__Exercícios__:
a) Segundo a entrevista sobre a Brexit, por que a saída venceu mesmo com as últimas pesquisas favorecendo a permanência? Responda em até três frases.
b) Na entrevista sobre a Brexit, a que universidade pertence o centro onde Peter Hall é professor?
c) Transcreva da entrevista sobre a Brexit o trecho que vai de "Outros economistas apontam" até "para a permanência?".

__Texto fornecido__:

_ _ _ _

São Paulo - A saída do Reino Unido da União Europeia foi decidida pela questão da imigração e opôs duas visões de mundo: paroquial e cosmopolita.
A opinião é de Peter Hall, professor de Economia Política do Cento de Estudos Europeus da Universidade de Harvard.
Ele é autor de dezenas de livros e artigos sobre o continente e serve no conselho de publicações acadêmicas e institutos europeus.
Outros economistas apontam que a Brexit terá impacto econômico negativo, afeta o Brasil e é sinal de "um mundo caminhando na direção errada".
Em entrevista para EXAME.com ontem direto de Londres, Hall opinou sobre o que a decisão significa e o que pode vir por aí:
EXAME.com - Por que você acha que a Brexit ganhou apesar das últimas pesquisas darem vantagem para a permanência?
Peter Hall - Foi um voto apertado que poderia ter ido para qualquer um dos lados, mas o da permanência dependia principalmente de argumentos negativos sobre o custo econômico da saída.
E no meio de um debate em que afirmações infundadas foram jogadas de ambos os lados, muitos britânicos perderam a confiança no que os políticos estavam dizendo e simplesmente votaram com seu instinto.
E muitos se opõe instintivamente à imigração, que foi de fato a questão decisiva nessa campanha.
EXAME.com - Quais são as consequências econômicas da Brexit para o Reino Unido e a Europa?

_ _ _ _

__Amostra dos registros__:
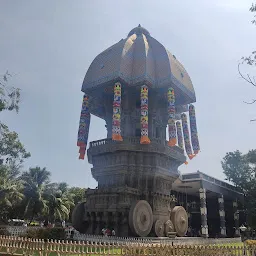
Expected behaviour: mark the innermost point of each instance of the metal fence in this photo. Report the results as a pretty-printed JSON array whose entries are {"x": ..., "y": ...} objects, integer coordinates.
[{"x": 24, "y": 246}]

_ _ _ _

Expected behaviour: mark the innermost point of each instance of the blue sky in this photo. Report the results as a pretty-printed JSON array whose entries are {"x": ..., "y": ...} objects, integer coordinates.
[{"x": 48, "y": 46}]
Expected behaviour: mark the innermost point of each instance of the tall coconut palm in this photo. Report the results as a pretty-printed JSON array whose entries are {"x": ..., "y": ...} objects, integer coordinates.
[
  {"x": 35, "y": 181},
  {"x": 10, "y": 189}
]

_ _ _ _

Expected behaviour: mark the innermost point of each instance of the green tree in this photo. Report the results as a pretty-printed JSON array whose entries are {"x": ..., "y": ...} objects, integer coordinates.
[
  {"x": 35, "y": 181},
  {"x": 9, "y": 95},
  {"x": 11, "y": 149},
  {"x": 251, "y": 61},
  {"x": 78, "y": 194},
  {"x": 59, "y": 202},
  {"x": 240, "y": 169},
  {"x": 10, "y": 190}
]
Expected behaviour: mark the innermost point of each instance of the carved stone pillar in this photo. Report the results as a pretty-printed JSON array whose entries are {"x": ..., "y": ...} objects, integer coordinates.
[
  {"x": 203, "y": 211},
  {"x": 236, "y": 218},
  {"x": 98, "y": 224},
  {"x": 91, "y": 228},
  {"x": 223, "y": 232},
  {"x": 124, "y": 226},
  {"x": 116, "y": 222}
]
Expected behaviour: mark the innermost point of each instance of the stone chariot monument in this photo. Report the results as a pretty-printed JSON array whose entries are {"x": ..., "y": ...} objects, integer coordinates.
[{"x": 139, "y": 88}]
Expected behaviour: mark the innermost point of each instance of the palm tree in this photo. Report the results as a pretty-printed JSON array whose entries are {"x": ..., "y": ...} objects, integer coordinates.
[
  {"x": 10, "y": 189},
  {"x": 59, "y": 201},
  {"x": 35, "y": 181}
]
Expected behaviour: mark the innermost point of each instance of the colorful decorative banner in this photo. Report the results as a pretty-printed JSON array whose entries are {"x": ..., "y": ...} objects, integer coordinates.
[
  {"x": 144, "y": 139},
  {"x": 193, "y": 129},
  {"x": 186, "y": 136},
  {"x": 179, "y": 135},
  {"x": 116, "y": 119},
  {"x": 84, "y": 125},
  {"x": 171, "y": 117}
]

_ _ _ _

__Respostas por tarefa__:
a) O lado da permanência dependia principalmente de argumentos negativos sobre o custo econômico da saída. Em um debate cheio de afirmações infundadas de ambos os lados, muitos britânicos perderam a confiança nos políticos e votaram com seu instinto. E muitos se opõem instintivamente à imigração, que foi a questão decisiva da campanha.

b) À Universidade de Harvard.

c)
Outros economistas apontam que a Brexit terá impacto econômico negativo, afeta o Brasil e é sinal de "um mundo caminhando na direção errada".
Em entrevista para EXAME.com ontem direto de Londres, Hall opinou sobre o que a decisão significa e o que pode vir por aí:
EXAME.com - Por que você acha que a Brexit ganhou apesar das últimas pesquisas darem vantagem para a permanência?